• The task
The response should be a faithful copy of every record, with nothing left out.

(Point localization data)

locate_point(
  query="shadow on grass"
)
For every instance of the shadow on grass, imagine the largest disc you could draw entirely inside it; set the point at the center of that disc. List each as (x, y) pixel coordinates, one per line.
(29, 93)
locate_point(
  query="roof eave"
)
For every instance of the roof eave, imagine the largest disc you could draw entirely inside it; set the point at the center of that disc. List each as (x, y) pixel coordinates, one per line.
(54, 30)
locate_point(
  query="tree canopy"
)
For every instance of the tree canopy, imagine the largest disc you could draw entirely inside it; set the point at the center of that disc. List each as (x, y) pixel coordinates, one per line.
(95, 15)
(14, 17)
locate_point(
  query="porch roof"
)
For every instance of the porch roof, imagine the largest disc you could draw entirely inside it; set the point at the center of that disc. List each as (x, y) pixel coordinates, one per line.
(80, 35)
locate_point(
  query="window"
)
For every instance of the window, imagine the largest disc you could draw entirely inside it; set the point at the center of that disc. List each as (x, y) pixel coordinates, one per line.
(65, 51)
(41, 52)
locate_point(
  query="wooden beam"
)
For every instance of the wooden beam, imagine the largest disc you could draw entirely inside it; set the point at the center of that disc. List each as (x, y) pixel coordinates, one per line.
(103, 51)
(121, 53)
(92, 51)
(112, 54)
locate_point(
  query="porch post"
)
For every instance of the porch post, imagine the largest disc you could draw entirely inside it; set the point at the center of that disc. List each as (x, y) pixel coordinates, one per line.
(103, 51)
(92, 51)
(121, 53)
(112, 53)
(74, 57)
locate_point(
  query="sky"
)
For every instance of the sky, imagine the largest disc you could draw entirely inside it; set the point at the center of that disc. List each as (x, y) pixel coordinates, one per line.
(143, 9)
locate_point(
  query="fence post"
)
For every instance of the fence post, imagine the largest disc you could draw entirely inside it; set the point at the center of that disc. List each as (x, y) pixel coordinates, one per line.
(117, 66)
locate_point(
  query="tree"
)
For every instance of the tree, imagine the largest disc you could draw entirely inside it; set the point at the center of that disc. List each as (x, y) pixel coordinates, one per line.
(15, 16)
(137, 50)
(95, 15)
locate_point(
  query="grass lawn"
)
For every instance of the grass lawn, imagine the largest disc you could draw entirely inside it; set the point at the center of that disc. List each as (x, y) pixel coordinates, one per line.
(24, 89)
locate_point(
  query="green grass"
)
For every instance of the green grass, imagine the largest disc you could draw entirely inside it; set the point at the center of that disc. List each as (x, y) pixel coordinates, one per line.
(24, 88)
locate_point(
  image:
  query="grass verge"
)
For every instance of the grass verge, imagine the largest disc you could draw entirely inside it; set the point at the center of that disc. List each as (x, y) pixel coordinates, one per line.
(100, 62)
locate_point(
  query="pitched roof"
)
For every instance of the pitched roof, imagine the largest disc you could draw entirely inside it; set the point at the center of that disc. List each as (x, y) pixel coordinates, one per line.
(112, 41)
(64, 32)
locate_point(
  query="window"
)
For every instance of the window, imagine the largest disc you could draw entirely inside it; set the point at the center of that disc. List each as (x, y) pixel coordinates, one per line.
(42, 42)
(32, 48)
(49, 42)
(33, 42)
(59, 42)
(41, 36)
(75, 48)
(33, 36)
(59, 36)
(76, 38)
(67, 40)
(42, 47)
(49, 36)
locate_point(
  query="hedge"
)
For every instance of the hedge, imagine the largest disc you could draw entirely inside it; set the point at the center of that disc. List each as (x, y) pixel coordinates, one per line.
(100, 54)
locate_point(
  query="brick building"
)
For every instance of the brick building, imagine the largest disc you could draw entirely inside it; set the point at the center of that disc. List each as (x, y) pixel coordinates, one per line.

• Problem solution
locate_point(
  query="shadow on grass"
)
For every instance of the shadow on grass, imagine the largest disc you could draw entirely inside it; set the point at the center of that disc. List each as (x, y) pixel coordinates, one per line.
(29, 93)
locate_point(
  query="roof eave"
)
For every instance of the roof eave, imagine the largest disc you could draw entirely inside it; set the point at the center of that disc. List each as (x, y) pixel coordinates, one per line.
(54, 30)
locate_point(
  query="tree canopy"
)
For every instance of the tree canopy, imagine the largest disc you could draw entirely inside it; set the point at the center of that disc. List each as (x, y) pixel coordinates, one per line.
(95, 15)
(14, 17)
locate_point(
  query="porch roof"
)
For every instance of the porch roof, imagine the largest disc you could draw entirely inside it; set the point at the center of that disc. List each as (x, y) pixel coordinates, one per line.
(80, 35)
locate_point(
  query="window"
)
For every instance of the window, imagine the largest disc you could draw entirely inside it; set the point at the center of that disc. List each as (x, y) pixel coordinates, one per line.
(65, 51)
(41, 52)
locate_point(
  query="wooden beam"
)
For every instance of the wooden beam, imagine the largest disc you could draw entirely inside it; set the point at the center of that disc. List each as (x, y) pixel coordinates, one per line.
(103, 51)
(121, 53)
(92, 51)
(112, 54)
locate_point(
  query="porch post"
)
For every instance of the porch post, imagine the largest disc you could draw entirely inside it; set the point at the center of that disc. List each as (x, y) pixel coordinates, one per line.
(103, 51)
(92, 51)
(121, 53)
(112, 53)
(74, 57)
locate_point(
  query="sky"
)
For every instance of the sky, imagine the largest disc you could draw entirely inside it; set the point at the center of that disc. List each as (x, y) pixel coordinates, one per line.
(143, 9)
locate_point(
  query="fence post"
)
For every instance of the fence post, imagine the largest disc you could draw entirely inside it; set the point at the center of that disc. List each as (x, y) pixel coordinates, one per line.
(117, 66)
locate_point(
  query="tree"
)
For every instance of the tree, imagine the largest disc you could draw entirely inside it; set the point at the center of that disc. List each as (x, y) pixel coordinates, one per line.
(15, 16)
(137, 50)
(95, 15)
locate_point(
  query="grass lawn"
)
For every instance of the grass lawn, imagine the largest disc you could draw entirely inside it; set the point at the center of that disc. List each as (x, y) pixel coordinates, one per line.
(24, 89)
locate_point(
  query="green grass"
)
For every instance of the green grass, imagine the largest disc you could draw entirely inside it; set the point at the center of that disc. List each as (x, y) pixel coordinates, one per line.
(24, 88)
locate_point(
  image:
  query="grass verge"
)
For every instance of the grass verge, imagine the largest disc you could draw entirely inside it; set the point at the center of that disc. List each as (x, y) pixel coordinates, one per line.
(100, 62)
locate_point(
  query="pitched roof"
)
For every instance of the pitched roof, imagine the largest disc you could draw entirely inside it; set the point at the center of that disc. List each as (x, y) pixel coordinates, one per line.
(112, 41)
(64, 32)
locate_point(
  query="window"
)
For every instance of the window, imagine the largest disc you could draw entirely inside it; set the point at the center of that disc. List each as (x, y) pixel coordinates, one per line.
(42, 42)
(32, 48)
(49, 42)
(33, 42)
(59, 42)
(41, 36)
(75, 48)
(33, 36)
(59, 36)
(76, 38)
(67, 40)
(42, 47)
(49, 36)
locate_point(
  query="hedge"
)
For every instance of the hedge, imagine the largest disc you could draw entirely inside it; set the point at the center of that disc. List each as (x, y) pixel coordinates, one per line.
(100, 54)
locate_point(
  query="brick building"
)
For every instance of the brick building, imagine the largest disc you could draw entirely inside it; set the point at the center of that disc. List each as (x, y) pixel coordinates, one per line.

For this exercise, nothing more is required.